Copy each of the following lines word for word, keeping their order.
* Begin RECORDS FOR THE EXERCISE *
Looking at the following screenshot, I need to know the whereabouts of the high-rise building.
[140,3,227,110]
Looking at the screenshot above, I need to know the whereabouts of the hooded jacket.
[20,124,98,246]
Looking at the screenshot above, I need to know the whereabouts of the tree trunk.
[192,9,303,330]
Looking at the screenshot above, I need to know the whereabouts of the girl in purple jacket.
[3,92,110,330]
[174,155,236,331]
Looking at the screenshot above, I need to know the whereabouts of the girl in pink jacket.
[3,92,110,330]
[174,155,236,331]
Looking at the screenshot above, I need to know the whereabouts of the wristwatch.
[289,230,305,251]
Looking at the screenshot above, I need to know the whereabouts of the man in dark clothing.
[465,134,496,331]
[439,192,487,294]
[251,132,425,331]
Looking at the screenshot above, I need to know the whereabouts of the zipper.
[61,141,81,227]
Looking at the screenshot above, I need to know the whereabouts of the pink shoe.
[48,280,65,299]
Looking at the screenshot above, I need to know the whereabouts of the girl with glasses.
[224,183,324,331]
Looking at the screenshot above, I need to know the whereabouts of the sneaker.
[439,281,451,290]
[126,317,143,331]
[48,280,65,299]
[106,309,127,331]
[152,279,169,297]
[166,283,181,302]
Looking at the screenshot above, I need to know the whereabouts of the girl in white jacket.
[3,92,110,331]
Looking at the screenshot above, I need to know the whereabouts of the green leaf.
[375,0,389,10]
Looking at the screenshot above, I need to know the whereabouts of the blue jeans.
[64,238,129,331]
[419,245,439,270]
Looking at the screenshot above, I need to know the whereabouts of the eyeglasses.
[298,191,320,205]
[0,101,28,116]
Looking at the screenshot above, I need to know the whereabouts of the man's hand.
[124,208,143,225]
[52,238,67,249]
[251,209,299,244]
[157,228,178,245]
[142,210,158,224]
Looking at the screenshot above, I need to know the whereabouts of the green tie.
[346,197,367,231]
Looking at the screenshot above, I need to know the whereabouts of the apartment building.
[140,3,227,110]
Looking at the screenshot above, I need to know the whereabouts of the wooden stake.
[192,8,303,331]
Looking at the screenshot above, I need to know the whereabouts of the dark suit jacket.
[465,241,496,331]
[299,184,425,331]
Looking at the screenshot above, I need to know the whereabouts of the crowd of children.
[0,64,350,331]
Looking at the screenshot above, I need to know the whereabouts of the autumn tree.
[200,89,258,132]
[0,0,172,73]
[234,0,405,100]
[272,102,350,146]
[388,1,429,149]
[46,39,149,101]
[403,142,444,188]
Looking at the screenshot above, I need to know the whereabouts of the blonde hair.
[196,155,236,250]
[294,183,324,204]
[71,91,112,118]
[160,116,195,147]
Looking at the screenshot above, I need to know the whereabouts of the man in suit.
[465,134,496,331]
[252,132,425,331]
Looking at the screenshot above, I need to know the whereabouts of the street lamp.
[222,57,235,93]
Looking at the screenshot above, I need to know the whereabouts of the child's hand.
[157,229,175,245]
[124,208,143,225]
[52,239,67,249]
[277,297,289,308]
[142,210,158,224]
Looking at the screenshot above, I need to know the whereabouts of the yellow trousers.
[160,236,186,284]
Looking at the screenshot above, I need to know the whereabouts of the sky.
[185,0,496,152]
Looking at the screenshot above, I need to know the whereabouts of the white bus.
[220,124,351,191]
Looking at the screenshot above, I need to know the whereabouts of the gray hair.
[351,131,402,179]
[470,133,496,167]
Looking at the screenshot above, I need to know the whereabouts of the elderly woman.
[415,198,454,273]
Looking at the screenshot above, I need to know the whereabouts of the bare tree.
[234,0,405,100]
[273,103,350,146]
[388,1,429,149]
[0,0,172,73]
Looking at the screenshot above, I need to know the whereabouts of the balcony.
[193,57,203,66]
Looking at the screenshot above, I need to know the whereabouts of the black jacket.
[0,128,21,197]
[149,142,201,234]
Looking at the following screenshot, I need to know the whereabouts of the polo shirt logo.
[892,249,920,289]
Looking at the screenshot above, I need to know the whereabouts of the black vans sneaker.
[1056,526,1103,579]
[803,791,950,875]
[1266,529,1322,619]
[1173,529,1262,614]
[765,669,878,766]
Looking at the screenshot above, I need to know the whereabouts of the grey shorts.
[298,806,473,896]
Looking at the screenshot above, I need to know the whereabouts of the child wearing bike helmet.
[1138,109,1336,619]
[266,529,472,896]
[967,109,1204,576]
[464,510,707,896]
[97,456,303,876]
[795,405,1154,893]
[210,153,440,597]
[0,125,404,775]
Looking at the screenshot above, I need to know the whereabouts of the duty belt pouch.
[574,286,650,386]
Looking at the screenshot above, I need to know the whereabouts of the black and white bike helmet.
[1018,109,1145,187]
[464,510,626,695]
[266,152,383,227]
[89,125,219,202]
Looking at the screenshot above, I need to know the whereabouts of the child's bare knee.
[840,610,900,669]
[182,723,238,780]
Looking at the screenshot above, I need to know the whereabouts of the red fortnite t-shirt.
* End RECORDS FOR THE EXERCISE *
COMPLETE ANSWER:
Looking at the following screenshot, I need to know the whereabouts of the high-rise building.
[140,3,227,110]
Looking at the screenshot above, I need to know the whereabouts of the hooded jacket.
[20,124,98,246]
Looking at the screenshot above, I need to know the whereabouts of the tree trunk.
[192,9,303,330]
Looking at the screenshot above, I need to know the whereabouts of the girl in purple jacket.
[3,92,110,330]
[174,155,236,331]
Looking at the screenshot above, I need to know the whereabouts of the girl in pink jacket.
[3,92,110,330]
[174,155,236,331]
Looking at the screenshot above, I need to know the whereabouts of the wristwatch.
[289,230,305,251]
Looking at the screenshot above, I need to know the whereabouts of the man in dark clothing.
[465,134,496,331]
[439,192,487,294]
[251,132,425,331]
Looking at the screenshot above, I need to know the whereabouts of the zipper.
[61,141,81,227]
Looking at the screenshot above, I need to know the whereabouts of the pink shoe.
[48,280,65,299]
Looking at the screenshot above, I need to know the whereabouts of the girl with glasses.
[224,183,324,331]
Looking at the screenshot above, I need to know the whereabouts of the sneaker.
[439,281,451,290]
[126,317,143,331]
[48,280,65,299]
[106,309,127,331]
[152,279,169,297]
[166,283,181,302]
Looking at the screenshot above, I need to know the whereabouts of the girl in white jacket.
[3,92,110,331]
Looking at the screenshot above, I need to know the whereabouts of the green leaf.
[375,0,389,10]
Looking at the screenshot above, I need to know the whereabouts of the blue jeans.
[64,238,129,331]
[419,245,439,270]
Looking at the screenshot above, I need to know the whereabouts of the eyeglasses.
[298,191,320,205]
[0,101,28,116]
Looking at the screenshot above, I need to know the whereabouts of the man's hand.
[124,208,143,225]
[52,238,67,249]
[251,209,299,244]
[157,228,178,245]
[142,210,158,224]
Looking at the screenshot above, I need to know the whereabouts of the green tie.
[346,197,367,231]
Looking at the screenshot above, I need to know the whereabouts of the apartment building.
[140,3,227,110]
Looking at the screenshot above, I need to know the whereabouts of the wooden stake.
[192,8,303,331]
Looking at the screenshot above, I need to know the whereabouts of the dark suit jacket.
[465,241,496,331]
[299,184,425,331]
Looking at the screenshot above, I need to know the whereabouts of the crowd of children.
[0,64,350,331]
Looking at the screenshot above, I need to know the whereabouts of the autumn tree.
[200,89,258,132]
[0,0,172,73]
[234,0,405,100]
[272,102,350,146]
[388,1,429,149]
[46,39,149,101]
[403,142,444,188]
Looking at the screenshot above, I need to know the whereabouts of the blonde hair.
[196,155,236,250]
[294,183,324,204]
[71,91,112,118]
[160,116,195,147]
Looking at the screenshot above, I need to know the whereabouts of the man in suit.
[465,134,496,331]
[252,132,425,331]
Looking at the screenshot above, I need to know the whereabouts of the street lamp.
[222,57,235,93]
Looking at the screenshot above, I need to know the whereabouts of the child's hand.
[157,229,175,245]
[124,208,143,225]
[52,239,67,249]
[277,297,289,308]
[142,210,158,224]
Looking at the screenshot above, I need to know the whereabouts of the yellow trousers.
[160,236,186,284]
Looking at the screenshot above, I need to know the whereabouts of the sky.
[185,0,496,152]
Looking at the screenshot above, I need to know the whereabouts of the white bus.
[220,124,351,191]
Looking at the screenshot above, I need to know the whereabouts of the gray hair.
[351,131,402,179]
[470,133,496,167]
Looking at the screenshot above, I need to know the whereabouts of the elderly woman.
[415,198,454,273]
Looking at the screenshot above, I need to know the whereabouts of the bare tree.
[234,0,405,100]
[273,103,350,146]
[388,1,429,149]
[0,0,172,73]
Looking at the screenshot above, I need to know the whereabouts of the balcony.
[193,57,203,66]
Looking at the screenshot above, I need to know the whereabouts of the black jacket.
[0,128,21,197]
[149,142,201,234]
Looking at the following screenshot, I need to know the whereabouts of the polo shirt logo.
[892,249,920,289]
Looking at the screenshot above, I need to know the whereabouts of the black vans sneaker.
[1056,526,1103,579]
[803,791,950,875]
[1266,529,1322,619]
[1173,529,1262,614]
[765,669,878,766]
Looking at the screenshot above, I need to know the whereabouts of the grey shorts.
[298,806,473,896]
Looking at the screenshot above, I need to know the whereabouts of the child wearing bike helmet.
[1138,109,1336,619]
[266,529,472,896]
[967,109,1204,576]
[464,510,707,896]
[97,456,303,876]
[795,405,1154,893]
[210,153,440,597]
[0,125,404,775]
Looking at the screenshot above, I need to know the whereabouts of the duty belt pouch.
[574,286,650,386]
Looking at the screenshot above, I need to know the whereabouts of the black and white bike helmet.
[1018,109,1145,187]
[464,510,626,695]
[266,152,383,227]
[89,125,219,202]
Looking at the screenshot above, I need to know the whereabouts of the child's bare knee.
[840,610,900,669]
[182,723,238,780]
Looking at the screenshot above, I need to know the whereabouts of the red fortnite t-shirt.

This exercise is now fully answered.